Très bien implantée sur le marché français, où elle s’appuie sur un réseau d’un millier d’installateurs, Edafim, 42 salariés pour un chiffre d’affaires de 5,6 millions d’euros (2021), pèse environ 25 % du marché des bureaux et plus de 50 % de celui des cafétérias, selon le dirigeant. Mais « nous faisions 0 % à l’export » déplore-t-il.
De la difficulté à financer une forte croissance
Sur un marché très porteur, avec la fin annoncée des bouteilles d’eau jetables, la PME devait investir pour accroître ses capacités de production, ce qui a été fait. Elle devait aussi investir dans son déploiement international ce qui, compte tenu de sa taille, ne pouvait s’envisager sans mobiliser de nouvelles ressources financières.
Se rapprocher de son concurrent français, Mistral ? « Il n’y avait pas beaucoup de synergies à dégager et il a déjà percé à l’export » indique Alain Auger, qui était jusqu’au rachat par BWT, majoritaire, avec sa fille et son gendre, au capital de l’entreprise.
Le dirigeant, qui souhaitait reclasser les minoritaires, a cherché du côté des acteurs du capital investissement : mais les montages financiers qui lui étaient proposés apparaissent trop contraignants à son goût. Il connaissait des gens chez WBT, l’idée d’un rachat par ce groupe autrichien à la culture d’entreprise proche de la sienne s’est progressivement imposée.
Lancement d’une nouvelle gamme européenne de machines à boissons
Le jour où nous avons interrogé Alain Auger, celui-ci rentrait d’un périple au siège de BWT, à Mondsee, pour participer à un comité de direction. La nouvelle feuille de route d’Edafim est résolument internationale et européenne : elle vise à mettre en œuvre la nouvelle « stratégie de développement des machines à boissons » du groupe dont elle sera l’épicentre. Et cela passe par une « fontaine européenne » se réjouit Alain Auger.

- [Données enregistrées]
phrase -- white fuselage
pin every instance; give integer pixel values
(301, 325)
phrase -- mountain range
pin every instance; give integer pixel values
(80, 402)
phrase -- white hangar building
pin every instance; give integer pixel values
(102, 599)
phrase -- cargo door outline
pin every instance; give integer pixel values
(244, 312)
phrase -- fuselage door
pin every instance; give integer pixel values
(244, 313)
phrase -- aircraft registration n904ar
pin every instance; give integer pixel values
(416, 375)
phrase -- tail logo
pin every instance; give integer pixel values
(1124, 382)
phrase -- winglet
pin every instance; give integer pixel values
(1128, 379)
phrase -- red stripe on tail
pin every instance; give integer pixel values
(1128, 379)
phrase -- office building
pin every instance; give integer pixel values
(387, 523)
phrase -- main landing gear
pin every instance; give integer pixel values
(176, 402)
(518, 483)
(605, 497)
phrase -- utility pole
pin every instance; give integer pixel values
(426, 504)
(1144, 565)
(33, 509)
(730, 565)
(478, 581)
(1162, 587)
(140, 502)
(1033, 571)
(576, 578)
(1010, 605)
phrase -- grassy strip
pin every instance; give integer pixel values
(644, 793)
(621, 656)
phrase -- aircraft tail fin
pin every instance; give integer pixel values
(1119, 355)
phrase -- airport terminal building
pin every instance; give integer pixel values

- [Consigne à suivre]
Recopiez en entier le texte sur le rachat d'Edafim par BWT, sans rien y changer.

- [Réponse écrite]
Très bien implantée sur le marché français, où elle s’appuie sur un réseau d’un millier d’installateurs, Edafim, 42 salariés pour un chiffre d’affaires de 5,6 millions d’euros (2021), pèse environ 25 % du marché des bureaux et plus de 50 % de celui des cafétérias, selon le dirigeant. Mais « nous faisions 0 % à l’export » déplore-t-il.
De la difficulté à financer une forte croissance
Sur un marché très porteur, avec la fin annoncée des bouteilles d’eau jetables, la PME devait investir pour accroître ses capacités de production, ce qui a été fait. Elle devait aussi investir dans son déploiement international ce qui, compte tenu de sa taille, ne pouvait s’envisager sans mobiliser de nouvelles ressources financières.
Se rapprocher de son concurrent français, Mistral ? « Il n’y avait pas beaucoup de synergies à dégager et il a déjà percé à l’export » indique Alain Auger, qui était jusqu’au rachat par BWT, majoritaire, avec sa fille et son gendre, au capital de l’entreprise.
Le dirigeant, qui souhaitait reclasser les minoritaires, a cherché du côté des acteurs du capital investissement : mais les montages financiers qui lui étaient proposés apparaissent trop contraignants à son goût. Il connaissait des gens chez WBT, l’idée d’un rachat par ce groupe autrichien à la culture d’entreprise proche de la sienne s’est progressivement imposée.
Lancement d’une nouvelle gamme européenne de machines à boissons
Le jour où nous avons interrogé Alain Auger, celui-ci rentrait d’un périple au siège de BWT, à Mondsee, pour participer à un comité de direction. La nouvelle feuille de route d’Edafim est résolument internationale et européenne : elle vise à mettre en œuvre la nouvelle « stratégie de développement des machines à boissons » du groupe dont elle sera l’épicentre. Et cela passe par une « fontaine européenne » se réjouit Alain Auger.